=== What is required ===
Copy every one of the entries below word for word.

=== Dataset extract ===

-*-

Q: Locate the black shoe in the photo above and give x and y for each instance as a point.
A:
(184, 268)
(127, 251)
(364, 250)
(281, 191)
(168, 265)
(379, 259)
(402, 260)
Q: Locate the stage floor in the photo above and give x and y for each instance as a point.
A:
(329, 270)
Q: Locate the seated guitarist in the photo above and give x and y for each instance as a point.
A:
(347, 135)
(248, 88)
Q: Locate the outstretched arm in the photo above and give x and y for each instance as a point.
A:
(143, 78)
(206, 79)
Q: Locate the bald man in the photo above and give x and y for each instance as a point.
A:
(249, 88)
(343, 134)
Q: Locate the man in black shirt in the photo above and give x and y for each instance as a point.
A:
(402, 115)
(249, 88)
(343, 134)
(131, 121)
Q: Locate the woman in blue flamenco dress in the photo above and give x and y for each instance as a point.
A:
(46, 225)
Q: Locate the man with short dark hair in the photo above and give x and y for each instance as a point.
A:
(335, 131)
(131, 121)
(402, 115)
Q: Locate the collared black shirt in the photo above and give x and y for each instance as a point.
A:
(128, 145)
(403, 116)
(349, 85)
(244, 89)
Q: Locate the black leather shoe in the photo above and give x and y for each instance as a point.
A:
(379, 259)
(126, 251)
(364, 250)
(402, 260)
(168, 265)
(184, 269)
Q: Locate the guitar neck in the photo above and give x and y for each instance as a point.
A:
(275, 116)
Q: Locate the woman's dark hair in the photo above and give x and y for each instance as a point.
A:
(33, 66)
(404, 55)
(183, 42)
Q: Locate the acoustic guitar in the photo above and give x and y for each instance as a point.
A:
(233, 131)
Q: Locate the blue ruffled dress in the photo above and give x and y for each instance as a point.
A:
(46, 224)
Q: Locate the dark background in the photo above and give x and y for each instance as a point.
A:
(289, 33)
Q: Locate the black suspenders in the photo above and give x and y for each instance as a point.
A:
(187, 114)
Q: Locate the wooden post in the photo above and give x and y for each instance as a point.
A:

-*-

=== Result for this exercise ===
Q: Locate the black shoe in the photo above and give x and y for each instance as a point.
A:
(184, 268)
(127, 251)
(364, 250)
(281, 191)
(168, 265)
(379, 259)
(402, 260)
Q: Locate the stage floor in the photo above and give x and y for each instance as a point.
A:
(329, 270)
Q: Locate the seated guitarist in the photo above and give x and y for each instance as a point.
A:
(347, 135)
(248, 88)
Q: Locate the outstretched arm in the photo above and give x and y for each instance as a point.
A:
(143, 78)
(206, 79)
Q: Locate the bald man in the photo above and give x and y for each instance as a point.
A:
(249, 88)
(343, 134)
Q: Locate the man in black shirt in the photo above and give x and y for each instance as a point.
A:
(402, 115)
(249, 88)
(343, 134)
(131, 121)
Q: Locate the woman in blue flamenco dress in the photo above and give x and y for each instance as a point.
A:
(46, 225)
Q: Locate the man with short dark hair in the photo above and give x and y for each instance as a point.
A:
(335, 131)
(131, 121)
(402, 115)
Q: Locate the collared black shirt in the photo above and give x and y for each instance as a point.
A:
(128, 145)
(403, 116)
(349, 85)
(244, 89)
Q: Locate the black leather shoe in the photo above and give x and y for each instance as a point.
A:
(379, 259)
(126, 251)
(364, 250)
(402, 260)
(168, 265)
(184, 269)
Q: Locate the guitar neck in the photo above and give x and y for each instance as a point.
A:
(275, 116)
Q: Locate the woman's dark hair in the photo above and give x and y for each instance as a point.
A:
(33, 66)
(404, 55)
(183, 42)
Q: Locate the acoustic guitar in the photo above and give x and y for each instance as a point.
A:
(233, 131)
Q: Locate the blue ruffled dress in the photo above and give x and y for each instance as a point.
A:
(46, 224)
Q: Locate the dark background in the photo above and give x and y for each instance as a point.
A:
(289, 33)
Q: Locate the black suspenders in the photo above and give x and y for each instance as a point.
A:
(187, 114)
Q: Locate the wooden post in the photo above and give x and y for each instance as a point.
A:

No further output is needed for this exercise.